[Recorded data]
## BEGIN
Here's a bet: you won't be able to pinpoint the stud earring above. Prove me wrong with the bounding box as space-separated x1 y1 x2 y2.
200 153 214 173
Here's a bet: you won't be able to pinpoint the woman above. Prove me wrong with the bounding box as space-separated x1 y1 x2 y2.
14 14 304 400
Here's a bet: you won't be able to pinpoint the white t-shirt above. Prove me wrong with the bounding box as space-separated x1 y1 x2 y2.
## END
■ **WHAT IS REQUIRED**
Could you turn the records above into a numbered list, leaving out any blank lines?

■ **COMPLETE OUTPUT**
1. Here's a bet: you won't be able to pinpoint the stud earring above. Prove me wrong with the bounding box as space-separated x1 y1 x2 y2.
2. 200 153 214 173
3. Here's a bet: you won't be able to pinpoint the woman above. Prove me wrong with the bounding box as space-separated x1 y1 x2 y2.
4. 14 14 304 400
5. Here's a bet: you won't be able to pinpoint the white t-shirt above. Prove me wrong with the bounding box as space-separated x1 y1 x2 y2.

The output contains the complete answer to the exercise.